• **Instructions for the task**:
Using the entries below, show all lines with the string "drizzle".

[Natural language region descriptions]
◆ ◆ ◆ ◆ ◆ ◆ ◆

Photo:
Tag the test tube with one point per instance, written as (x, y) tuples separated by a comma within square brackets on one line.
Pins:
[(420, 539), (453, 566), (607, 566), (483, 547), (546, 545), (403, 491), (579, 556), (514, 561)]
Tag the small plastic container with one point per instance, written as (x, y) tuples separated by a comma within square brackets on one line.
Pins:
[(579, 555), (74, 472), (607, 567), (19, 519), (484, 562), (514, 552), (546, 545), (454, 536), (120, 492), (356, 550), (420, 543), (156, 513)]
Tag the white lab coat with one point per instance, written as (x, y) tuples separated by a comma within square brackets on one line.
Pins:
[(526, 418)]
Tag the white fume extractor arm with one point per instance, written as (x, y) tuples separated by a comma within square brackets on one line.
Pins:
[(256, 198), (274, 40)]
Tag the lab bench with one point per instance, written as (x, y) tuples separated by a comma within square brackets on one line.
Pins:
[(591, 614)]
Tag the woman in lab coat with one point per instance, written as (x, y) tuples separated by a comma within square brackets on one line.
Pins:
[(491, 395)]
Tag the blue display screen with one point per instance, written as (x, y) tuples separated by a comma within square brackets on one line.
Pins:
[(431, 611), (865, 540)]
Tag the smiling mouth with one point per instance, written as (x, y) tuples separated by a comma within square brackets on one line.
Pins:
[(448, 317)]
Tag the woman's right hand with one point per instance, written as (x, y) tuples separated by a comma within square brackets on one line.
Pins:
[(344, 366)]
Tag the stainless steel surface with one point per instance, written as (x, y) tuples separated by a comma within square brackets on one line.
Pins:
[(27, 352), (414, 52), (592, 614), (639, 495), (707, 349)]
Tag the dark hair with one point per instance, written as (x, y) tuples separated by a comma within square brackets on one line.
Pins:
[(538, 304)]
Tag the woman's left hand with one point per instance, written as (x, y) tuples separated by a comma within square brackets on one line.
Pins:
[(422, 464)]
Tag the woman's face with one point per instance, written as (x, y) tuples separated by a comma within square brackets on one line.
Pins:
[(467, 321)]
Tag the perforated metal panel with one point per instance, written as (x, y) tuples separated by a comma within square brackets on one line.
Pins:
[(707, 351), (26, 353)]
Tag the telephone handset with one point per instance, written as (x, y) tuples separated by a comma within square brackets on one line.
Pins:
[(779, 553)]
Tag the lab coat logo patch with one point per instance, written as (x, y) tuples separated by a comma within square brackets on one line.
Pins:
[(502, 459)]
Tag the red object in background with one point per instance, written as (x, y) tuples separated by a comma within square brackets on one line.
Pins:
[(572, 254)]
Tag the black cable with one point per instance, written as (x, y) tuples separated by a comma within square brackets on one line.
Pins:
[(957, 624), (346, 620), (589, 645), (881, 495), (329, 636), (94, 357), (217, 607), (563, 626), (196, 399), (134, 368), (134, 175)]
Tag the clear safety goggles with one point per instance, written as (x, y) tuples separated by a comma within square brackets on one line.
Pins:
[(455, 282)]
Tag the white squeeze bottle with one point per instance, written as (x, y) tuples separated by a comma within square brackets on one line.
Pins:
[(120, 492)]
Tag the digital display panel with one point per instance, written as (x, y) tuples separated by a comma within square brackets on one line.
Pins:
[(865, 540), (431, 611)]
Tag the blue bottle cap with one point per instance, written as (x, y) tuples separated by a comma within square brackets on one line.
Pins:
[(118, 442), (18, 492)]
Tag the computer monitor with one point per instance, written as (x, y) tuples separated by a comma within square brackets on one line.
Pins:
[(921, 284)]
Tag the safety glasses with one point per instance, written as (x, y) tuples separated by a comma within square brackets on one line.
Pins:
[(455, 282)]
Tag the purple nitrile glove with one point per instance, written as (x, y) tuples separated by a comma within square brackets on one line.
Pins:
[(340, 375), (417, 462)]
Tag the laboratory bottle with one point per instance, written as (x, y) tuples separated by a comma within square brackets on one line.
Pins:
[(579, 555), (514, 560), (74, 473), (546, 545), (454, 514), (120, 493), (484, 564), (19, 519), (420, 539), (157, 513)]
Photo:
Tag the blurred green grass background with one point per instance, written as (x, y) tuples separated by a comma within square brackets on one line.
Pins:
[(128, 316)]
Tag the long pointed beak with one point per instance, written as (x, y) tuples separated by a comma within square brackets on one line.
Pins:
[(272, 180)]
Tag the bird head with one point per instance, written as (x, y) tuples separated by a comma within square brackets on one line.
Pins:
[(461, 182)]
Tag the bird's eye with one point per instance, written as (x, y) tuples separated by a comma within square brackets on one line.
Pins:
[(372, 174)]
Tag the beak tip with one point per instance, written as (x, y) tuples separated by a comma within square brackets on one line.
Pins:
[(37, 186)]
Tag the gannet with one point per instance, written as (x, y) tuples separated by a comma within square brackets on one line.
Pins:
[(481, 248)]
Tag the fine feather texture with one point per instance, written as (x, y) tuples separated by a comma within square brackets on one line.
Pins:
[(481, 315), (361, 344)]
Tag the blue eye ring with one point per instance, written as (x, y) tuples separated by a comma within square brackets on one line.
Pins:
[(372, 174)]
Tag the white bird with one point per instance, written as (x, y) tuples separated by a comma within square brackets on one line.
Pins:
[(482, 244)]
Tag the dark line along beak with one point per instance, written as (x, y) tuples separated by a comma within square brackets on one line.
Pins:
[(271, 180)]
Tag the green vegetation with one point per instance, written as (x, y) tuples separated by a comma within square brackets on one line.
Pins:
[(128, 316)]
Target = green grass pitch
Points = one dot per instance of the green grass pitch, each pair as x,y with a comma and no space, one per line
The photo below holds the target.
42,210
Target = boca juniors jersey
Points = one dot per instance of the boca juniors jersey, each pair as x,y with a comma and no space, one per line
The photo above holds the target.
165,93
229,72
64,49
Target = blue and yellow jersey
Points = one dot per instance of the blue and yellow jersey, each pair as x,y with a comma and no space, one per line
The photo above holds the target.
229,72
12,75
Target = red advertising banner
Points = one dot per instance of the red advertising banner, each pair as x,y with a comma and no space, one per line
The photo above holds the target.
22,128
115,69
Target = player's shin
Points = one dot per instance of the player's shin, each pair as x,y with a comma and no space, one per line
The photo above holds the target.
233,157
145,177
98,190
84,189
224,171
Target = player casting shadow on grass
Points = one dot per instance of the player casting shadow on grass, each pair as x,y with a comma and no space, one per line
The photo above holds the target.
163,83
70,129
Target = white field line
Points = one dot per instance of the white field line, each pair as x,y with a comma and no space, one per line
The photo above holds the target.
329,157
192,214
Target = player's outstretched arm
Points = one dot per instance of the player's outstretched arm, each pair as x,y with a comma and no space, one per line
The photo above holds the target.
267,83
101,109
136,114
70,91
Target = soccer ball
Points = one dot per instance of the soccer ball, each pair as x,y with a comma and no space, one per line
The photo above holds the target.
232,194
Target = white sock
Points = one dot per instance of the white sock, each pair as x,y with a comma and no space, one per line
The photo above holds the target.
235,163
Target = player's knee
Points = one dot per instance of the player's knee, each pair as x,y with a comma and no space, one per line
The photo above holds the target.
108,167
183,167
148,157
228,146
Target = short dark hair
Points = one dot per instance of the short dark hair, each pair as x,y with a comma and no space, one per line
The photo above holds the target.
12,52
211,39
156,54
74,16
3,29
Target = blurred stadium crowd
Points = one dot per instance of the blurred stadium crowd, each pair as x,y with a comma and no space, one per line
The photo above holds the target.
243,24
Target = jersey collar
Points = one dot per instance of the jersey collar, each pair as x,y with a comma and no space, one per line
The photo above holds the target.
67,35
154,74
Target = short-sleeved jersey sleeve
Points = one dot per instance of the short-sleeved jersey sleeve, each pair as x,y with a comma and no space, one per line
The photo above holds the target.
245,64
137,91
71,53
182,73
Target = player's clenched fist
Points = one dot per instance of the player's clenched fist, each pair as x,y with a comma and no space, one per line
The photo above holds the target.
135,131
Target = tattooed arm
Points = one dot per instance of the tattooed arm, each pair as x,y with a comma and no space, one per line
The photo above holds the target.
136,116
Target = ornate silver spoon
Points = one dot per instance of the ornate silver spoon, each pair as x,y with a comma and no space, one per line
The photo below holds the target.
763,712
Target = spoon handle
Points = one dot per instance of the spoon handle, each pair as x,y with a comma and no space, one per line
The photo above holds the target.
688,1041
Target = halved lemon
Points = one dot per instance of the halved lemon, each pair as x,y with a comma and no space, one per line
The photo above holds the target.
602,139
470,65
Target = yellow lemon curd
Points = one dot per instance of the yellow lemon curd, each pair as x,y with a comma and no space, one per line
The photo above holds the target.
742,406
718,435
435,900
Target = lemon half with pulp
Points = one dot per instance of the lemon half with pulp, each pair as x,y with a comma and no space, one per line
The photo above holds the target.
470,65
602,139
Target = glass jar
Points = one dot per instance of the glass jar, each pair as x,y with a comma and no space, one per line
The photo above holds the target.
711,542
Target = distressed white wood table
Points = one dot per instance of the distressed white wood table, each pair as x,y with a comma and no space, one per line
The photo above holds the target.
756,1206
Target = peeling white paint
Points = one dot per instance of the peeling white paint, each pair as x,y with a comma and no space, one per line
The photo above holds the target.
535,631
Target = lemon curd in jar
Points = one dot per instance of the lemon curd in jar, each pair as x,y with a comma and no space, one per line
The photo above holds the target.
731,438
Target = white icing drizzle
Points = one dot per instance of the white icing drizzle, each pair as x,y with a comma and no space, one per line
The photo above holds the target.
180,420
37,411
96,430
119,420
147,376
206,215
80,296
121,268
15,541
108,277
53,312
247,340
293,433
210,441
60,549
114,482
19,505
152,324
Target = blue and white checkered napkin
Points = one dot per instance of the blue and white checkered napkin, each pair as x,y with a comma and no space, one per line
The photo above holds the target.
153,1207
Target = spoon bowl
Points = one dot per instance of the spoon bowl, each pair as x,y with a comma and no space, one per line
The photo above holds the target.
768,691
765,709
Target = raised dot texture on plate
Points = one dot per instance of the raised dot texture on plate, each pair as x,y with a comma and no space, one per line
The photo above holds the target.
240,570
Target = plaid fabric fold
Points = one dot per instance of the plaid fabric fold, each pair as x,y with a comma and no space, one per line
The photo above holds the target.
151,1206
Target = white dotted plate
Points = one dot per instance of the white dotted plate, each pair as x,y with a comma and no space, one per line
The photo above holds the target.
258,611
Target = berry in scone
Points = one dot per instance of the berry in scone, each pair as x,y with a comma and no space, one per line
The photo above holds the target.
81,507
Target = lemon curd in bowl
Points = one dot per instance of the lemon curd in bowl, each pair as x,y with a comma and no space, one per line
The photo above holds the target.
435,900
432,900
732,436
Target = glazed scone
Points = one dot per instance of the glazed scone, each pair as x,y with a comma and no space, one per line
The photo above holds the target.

◆ ◆ ◆ ◆ ◆ ◆ ◆

• **Output for this task**:
Target = white icing drizzle
Points = one dot per instance of the white icing drizzle, each pair as x,y with a comma and no space, one per line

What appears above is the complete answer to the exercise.